■ **Written exercise**
Pick up the podcast transcript on relationships, weak ties, and trauma right after its last line and keep it going.

Jonathan Puddle  35:34

Yeah.

Heather Thompson Day  35:35

I think he just truly valued relationship and people as should we.

Jonathan Puddle  35:41

Yeah. This see this I've been wrestling with, like, not wrestling with but just think chewing over for a couple of years now. Like this idea of like, Jesus walked away from so many people, Jesus got tired and ditched that crowd. So yeah, either God doesn't care about everyone. Or God does care about everyone. And it's just a much bigger picture of how that plays out. Then, like, if you didn't turn up to the feeding of the 5000 Oh, two bad that Jesus already boosted, because he's tapped out?

Heather Thompson Day  36:07

Yeah.I mean, thank goodness for the gift of the Holy Spirit, right, which gets to be an individual experience where God lives in me. I mean, he doesn't get any more intimate or strong tie than that. And that's what each of us should be pursuing.

Jonathan Puddle  36:20

Wow. I love that. How about the the trauma aspect? You know, we have talked a lot on the show about trauma we've had Aundi. On many times, she's like a close friend of the show. Understanding our own trauma responses in relationship in connection. What What how do you see that in a connection communication framework?

Heather Thompson Day  36:43

Yeah, so I, so my husband wrote the book with me, and he speaks to the trauma aspect, I try not to talk about things that I haven't personally experienced. So on the other side of that, I would say, there are certain things that he will ever probably be able to give me or maybe, maybe at 60, we'll see I'm only 36. But there are certain things that I have to carry. That is just I think the cost to my growing up the way I did. And so what I would say to people who aren't who are more like me, who didn't have traumatic backgrounds, they had difficulty, but I wouldn't call it trauma, then the cost to that is that we make space for those who did we lift one another's burdens and and do so doing, we fulfill the law of God, you have time and you have space, and you have energy, and you have the healthy background to do it in a way that other people truly even if they want, they may not, they may not be able to write because it might trigger them in a certain way your trauma triggers their trauma, you know.

Jonathan Puddle  37:43

Yeah, that makes perfect sense to me, like understanding that within the within the relational fabric of your community, I get that. I mean, even as foster parents, like, that's part of the foster thing, like we have resources to be able to offer unity. And it turns out that our foster daughters family live in our neighborhood. So like, this is right here. Like this is not like across town on the wrong side of the tracks. Like they're hurting people in your on your street, that you may have capacity to lend to. Right and in various different ways. So that makes that makes a lot of sense to me.

Tryphena Perumalla-Gagnon  38:19

It does.It also like it's it makes me uncomfortable. I'm like, Well, yeah, so there are going back to like, honoring the weak tie and like, oh, there are limitations to what I can do, because of like traumas or histories and all of it. And like, that has to be okay. Cuz when you said like, oh, I take offense to it. I can do anything I want. I am like, then I'm like, wait, oh my gosh, no. Like I actually going back to like, even 10 minutes ago, like, I'm going to delight in the life that I have. I have to be okay with my limitations, just as others have to be able to honor the fact that they have more capacity. But goodness, that's hard.

■ **Information supplied**
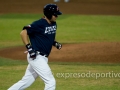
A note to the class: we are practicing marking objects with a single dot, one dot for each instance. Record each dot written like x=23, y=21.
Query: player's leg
x=40, y=65
x=26, y=81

■ **Response for this exercise**
Heather Thompson Day  39:01

Yeah. It makes it seem like something's there. But it's actually not because both people are giving the most that they can give. Right. Yeah, you're doing

Tryphena Perumalla-Gagnon  39:09

Yeah, you're doing the best you can with your rescoures you have.

Heather Thompson Day  39:11

Yeah.

Tryphena Perumalla-Gagnon  39:13

Absolutely.

Heather Thompson Day  39:14

And I will say like, I have something I love about my husband is like, able to tap into rage a lot faster than I am. And I actually really like that. Because for me, rage is like bad, right? So it's very difficult to even allow myself right. It's hard to allow myself and so I love that I have people that are so fiercely where I don't do that for them. If anything when they're telling me like a situation. I'm like, Hey, let's calm down. Let's try to see it from the other person's angle. I love that they provide me a space where they're like, No, this is awful that somebody would treat you this way and I'm going to say something to them. It's nice to have people like that in your corner. So I just think we all offer each other different things. I love that I have people that so fiercely and loyally want to protect me. Right and it way that probably they would say I don't give them as I'm always trying to see all sides of a situation, you know?

Heather Thompson Day  40:05

Yeah

Tryphena Perumalla-Gagnon  40:06

I love it. I can be like, I this is so liberating to me like, Oh, my friend that offers rage.

Heather Thompson Day  40:14

Well, it's nice to feel protected. I like to know that somebody would fight for me if they needed to, you know what I mean? Like, that's a sweet, it makes me feel very safe. And, and I love the loyalty that I get from them. You know, it's just, uh, it's funny how we're all different.

Jonathan Puddle  40:30

It's actually true. Tryphena if I, I've got obviously Maija, my wife and you if I feel like an injustice has been done, I know who to take a call or write the right reaction. To make me feel like Yes, an injustice has been done.

Tryphena Perumalla-Gagnon  40:49

Slashed some tires like what do you mean.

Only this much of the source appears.